Entries outlining labeled areas:
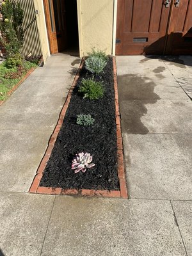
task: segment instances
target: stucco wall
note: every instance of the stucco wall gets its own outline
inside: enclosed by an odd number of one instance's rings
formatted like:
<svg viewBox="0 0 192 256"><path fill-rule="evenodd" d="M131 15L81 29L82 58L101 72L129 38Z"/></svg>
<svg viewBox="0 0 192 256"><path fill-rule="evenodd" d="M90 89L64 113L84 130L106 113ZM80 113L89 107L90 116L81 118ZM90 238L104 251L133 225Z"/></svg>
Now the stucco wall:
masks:
<svg viewBox="0 0 192 256"><path fill-rule="evenodd" d="M81 56L92 48L112 54L113 0L77 0Z"/></svg>

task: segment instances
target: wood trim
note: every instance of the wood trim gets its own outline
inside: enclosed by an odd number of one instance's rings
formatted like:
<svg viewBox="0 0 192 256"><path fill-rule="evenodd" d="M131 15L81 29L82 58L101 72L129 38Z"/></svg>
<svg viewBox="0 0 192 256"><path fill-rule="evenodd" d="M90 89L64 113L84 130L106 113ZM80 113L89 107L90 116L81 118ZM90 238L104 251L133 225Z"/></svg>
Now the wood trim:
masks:
<svg viewBox="0 0 192 256"><path fill-rule="evenodd" d="M47 35L49 38L50 53L53 54L58 52L58 47L57 42L57 35L55 29L55 21L54 16L52 17L54 31L52 31L51 23L51 17L50 17L50 10L49 6L49 0L44 0L44 4L45 8L45 16L47 28ZM52 1L51 1L51 10L52 13L54 13L53 4Z"/></svg>

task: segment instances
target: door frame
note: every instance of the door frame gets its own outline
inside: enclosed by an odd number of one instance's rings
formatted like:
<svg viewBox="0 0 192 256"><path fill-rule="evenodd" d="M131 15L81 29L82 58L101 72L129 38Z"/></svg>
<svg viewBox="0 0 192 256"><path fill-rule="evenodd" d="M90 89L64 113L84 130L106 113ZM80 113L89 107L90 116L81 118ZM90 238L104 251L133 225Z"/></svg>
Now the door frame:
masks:
<svg viewBox="0 0 192 256"><path fill-rule="evenodd" d="M47 24L47 32L49 38L49 44L51 54L54 54L58 52L58 42L57 42L57 35L56 31L56 26L54 17L54 9L52 0L51 1L51 12L52 13L52 24L51 24L49 0L43 0L45 10L45 16ZM53 27L53 31L52 29Z"/></svg>
<svg viewBox="0 0 192 256"><path fill-rule="evenodd" d="M113 54L116 55L116 32L118 29L117 27L117 20L118 20L118 1L114 0L114 15L113 15L113 47L112 52ZM163 55L170 54L172 52L172 42L173 40L173 36L171 35L173 31L173 15L174 12L175 6L175 0L170 0L170 12L168 15L168 19L167 22L167 26L166 28L166 35L165 35L165 41L164 44L164 47L163 51ZM192 0L189 1L188 10L186 13L186 17L189 13L189 6L192 7ZM173 22L174 23L174 22ZM185 24L186 26L186 24ZM172 53L171 53L172 54ZM174 54L174 53L173 53ZM123 55L123 54L122 54ZM131 55L131 54L130 54Z"/></svg>

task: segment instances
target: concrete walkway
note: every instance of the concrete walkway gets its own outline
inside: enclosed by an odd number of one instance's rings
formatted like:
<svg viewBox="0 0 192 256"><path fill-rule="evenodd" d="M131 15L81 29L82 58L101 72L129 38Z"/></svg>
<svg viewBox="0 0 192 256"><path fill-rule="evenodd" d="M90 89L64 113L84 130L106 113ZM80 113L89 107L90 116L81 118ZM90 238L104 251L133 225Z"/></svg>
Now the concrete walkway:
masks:
<svg viewBox="0 0 192 256"><path fill-rule="evenodd" d="M179 84L192 58L180 60L116 58L129 200L28 193L79 59L51 56L0 108L0 255L192 255L192 102Z"/></svg>

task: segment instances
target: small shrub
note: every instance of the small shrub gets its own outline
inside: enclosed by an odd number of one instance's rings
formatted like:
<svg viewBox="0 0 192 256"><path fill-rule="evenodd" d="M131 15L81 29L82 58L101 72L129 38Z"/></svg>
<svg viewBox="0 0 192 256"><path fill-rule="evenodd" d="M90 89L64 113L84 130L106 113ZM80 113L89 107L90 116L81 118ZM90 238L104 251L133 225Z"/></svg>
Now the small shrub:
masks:
<svg viewBox="0 0 192 256"><path fill-rule="evenodd" d="M106 60L97 56L91 56L85 61L86 68L91 73L94 73L96 75L102 73L106 65Z"/></svg>
<svg viewBox="0 0 192 256"><path fill-rule="evenodd" d="M23 44L23 10L19 3L6 0L2 3L1 12L3 19L0 20L0 42L10 57L20 52Z"/></svg>
<svg viewBox="0 0 192 256"><path fill-rule="evenodd" d="M83 79L79 92L84 93L83 98L98 100L104 96L104 88L100 82L97 82L92 79Z"/></svg>
<svg viewBox="0 0 192 256"><path fill-rule="evenodd" d="M100 58L106 61L107 61L108 60L108 56L107 56L105 51L98 50L98 49L97 51L95 51L95 48L93 48L92 49L91 52L88 52L88 54L89 57L96 56L96 57Z"/></svg>
<svg viewBox="0 0 192 256"><path fill-rule="evenodd" d="M20 54L15 53L6 60L5 65L8 68L12 68L21 65L22 61L23 60Z"/></svg>
<svg viewBox="0 0 192 256"><path fill-rule="evenodd" d="M6 79L15 79L20 77L26 71L24 67L19 66L17 67L17 71L8 72L4 76L4 77Z"/></svg>
<svg viewBox="0 0 192 256"><path fill-rule="evenodd" d="M80 125L90 126L94 123L95 119L90 115L80 114L77 115L77 124Z"/></svg>

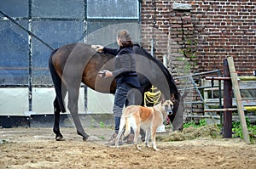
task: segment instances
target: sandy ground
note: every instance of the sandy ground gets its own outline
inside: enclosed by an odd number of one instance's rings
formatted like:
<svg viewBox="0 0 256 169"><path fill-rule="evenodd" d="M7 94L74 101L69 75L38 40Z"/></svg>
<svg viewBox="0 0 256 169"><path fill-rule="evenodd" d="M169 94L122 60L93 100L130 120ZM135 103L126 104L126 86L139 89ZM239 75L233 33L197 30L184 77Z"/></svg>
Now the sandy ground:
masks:
<svg viewBox="0 0 256 169"><path fill-rule="evenodd" d="M158 141L160 151L125 144L106 146L112 130L85 128L102 140L84 142L73 127L61 128L64 142L51 128L0 129L0 168L256 168L256 145L240 139L200 138ZM164 135L166 133L159 133Z"/></svg>

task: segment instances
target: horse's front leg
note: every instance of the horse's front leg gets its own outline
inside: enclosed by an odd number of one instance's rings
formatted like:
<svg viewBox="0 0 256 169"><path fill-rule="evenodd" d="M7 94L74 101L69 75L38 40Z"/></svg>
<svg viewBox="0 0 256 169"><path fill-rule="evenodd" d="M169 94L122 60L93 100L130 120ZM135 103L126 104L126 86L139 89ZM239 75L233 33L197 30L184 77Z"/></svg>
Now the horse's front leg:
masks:
<svg viewBox="0 0 256 169"><path fill-rule="evenodd" d="M79 117L79 108L78 108L78 101L79 101L79 88L71 88L68 90L68 110L72 115L73 121L77 128L78 134L83 137L83 140L87 140L89 135L84 132Z"/></svg>
<svg viewBox="0 0 256 169"><path fill-rule="evenodd" d="M61 133L60 131L60 113L61 113L61 109L58 104L58 100L57 98L55 98L54 101L54 112L55 112L55 123L54 123L54 127L53 127L53 132L55 133L55 139L56 141L65 141L62 134Z"/></svg>

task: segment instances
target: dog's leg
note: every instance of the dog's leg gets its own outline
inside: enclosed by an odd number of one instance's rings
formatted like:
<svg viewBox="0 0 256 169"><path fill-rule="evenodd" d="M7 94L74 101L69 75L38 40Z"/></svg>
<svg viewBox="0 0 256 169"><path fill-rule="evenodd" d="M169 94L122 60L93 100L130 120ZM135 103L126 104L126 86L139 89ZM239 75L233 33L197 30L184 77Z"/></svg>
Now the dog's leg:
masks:
<svg viewBox="0 0 256 169"><path fill-rule="evenodd" d="M149 128L148 128L146 130L146 135L145 135L145 145L147 147L149 147L149 145L148 145L149 138L150 138L150 130L149 130Z"/></svg>
<svg viewBox="0 0 256 169"><path fill-rule="evenodd" d="M160 149L156 148L156 142L155 142L156 129L157 127L151 128L151 140L152 140L153 149L156 151L159 151Z"/></svg>
<svg viewBox="0 0 256 169"><path fill-rule="evenodd" d="M137 145L137 138L140 134L140 126L134 127L133 130L134 130L134 139L133 139L134 145L135 145L136 149L137 149L138 150L141 150L142 149Z"/></svg>

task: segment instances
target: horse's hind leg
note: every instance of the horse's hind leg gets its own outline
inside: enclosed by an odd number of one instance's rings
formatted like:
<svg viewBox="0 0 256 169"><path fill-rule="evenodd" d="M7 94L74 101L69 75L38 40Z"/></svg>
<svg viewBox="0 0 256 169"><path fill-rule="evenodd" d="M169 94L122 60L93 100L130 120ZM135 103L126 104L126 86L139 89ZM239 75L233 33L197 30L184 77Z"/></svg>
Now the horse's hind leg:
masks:
<svg viewBox="0 0 256 169"><path fill-rule="evenodd" d="M78 114L78 101L79 101L79 87L68 89L68 110L71 112L73 122L77 128L78 134L83 137L83 140L86 140L89 135L84 132Z"/></svg>
<svg viewBox="0 0 256 169"><path fill-rule="evenodd" d="M55 139L56 141L64 141L62 134L60 131L60 113L61 109L60 105L58 104L57 97L55 98L54 101L54 111L55 111L55 123L53 127L53 132L56 134Z"/></svg>

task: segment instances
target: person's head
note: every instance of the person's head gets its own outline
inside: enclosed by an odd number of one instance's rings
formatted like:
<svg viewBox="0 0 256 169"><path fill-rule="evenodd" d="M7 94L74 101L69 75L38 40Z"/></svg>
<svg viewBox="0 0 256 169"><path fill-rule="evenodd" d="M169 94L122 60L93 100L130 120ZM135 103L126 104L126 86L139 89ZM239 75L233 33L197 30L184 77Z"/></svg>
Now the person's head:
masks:
<svg viewBox="0 0 256 169"><path fill-rule="evenodd" d="M117 42L120 47L132 47L131 36L127 30L121 30L117 34Z"/></svg>

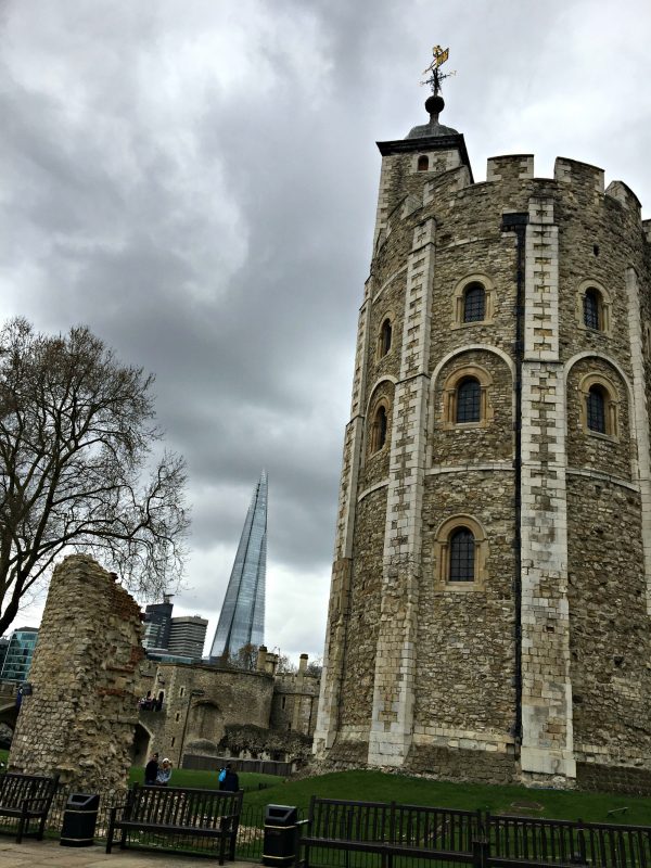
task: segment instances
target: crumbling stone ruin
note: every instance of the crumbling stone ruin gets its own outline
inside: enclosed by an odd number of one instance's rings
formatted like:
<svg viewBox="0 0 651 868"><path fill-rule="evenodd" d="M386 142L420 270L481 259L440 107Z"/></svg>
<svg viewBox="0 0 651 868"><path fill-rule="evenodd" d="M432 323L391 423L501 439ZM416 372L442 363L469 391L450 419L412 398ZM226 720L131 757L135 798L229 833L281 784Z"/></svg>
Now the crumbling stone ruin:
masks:
<svg viewBox="0 0 651 868"><path fill-rule="evenodd" d="M140 608L92 558L54 570L9 756L81 792L127 786L137 724Z"/></svg>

Short problem: Lay out as a numbered list the lines of the records from their start through the line containing "35L49 38L50 53L53", inclusive, skipping blank lines and leaving out the pictures.

Output of the task:
1. task: segment instances
2. target: stucco wall
3. note: every instance of the stucco wall gets its own outline
4. inside: enclosed by an odd number of one instance's rings
5. formatted like:
6. <svg viewBox="0 0 192 256"><path fill-rule="evenodd" d="M131 15L81 29L82 58L101 72L129 38Z"/></svg>
7. <svg viewBox="0 0 192 256"><path fill-rule="evenodd" d="M90 89L64 113L84 130L106 113ZM80 113L89 107L90 116L81 118ZM90 238L104 251L133 225Z"/></svg>
8. Now the stucco wall:
9. masks:
10. <svg viewBox="0 0 192 256"><path fill-rule="evenodd" d="M81 56L92 48L112 54L113 0L77 0Z"/></svg>
11. task: segment instances
12. target: wood trim
13. note: every instance of the wood trim gets its own outline
14. inside: enclosed by an odd number of one instance's rings
15. formatted like:
16. <svg viewBox="0 0 192 256"><path fill-rule="evenodd" d="M131 15L81 29L82 58L101 72L129 38Z"/></svg>
17. <svg viewBox="0 0 192 256"><path fill-rule="evenodd" d="M90 89L64 113L84 130L106 113ZM80 113L89 107L90 116L81 118ZM90 238L104 251L133 225Z"/></svg>
18. Now the wood trim:
19. masks:
20. <svg viewBox="0 0 192 256"><path fill-rule="evenodd" d="M47 35L49 38L50 53L53 54L58 52L58 47L57 42L57 35L55 29L55 21L54 16L52 17L54 31L52 31L51 23L51 17L50 17L50 10L49 6L49 0L44 0L44 4L45 8L45 16L47 28ZM52 1L51 1L51 10L52 13L54 13L53 4Z"/></svg>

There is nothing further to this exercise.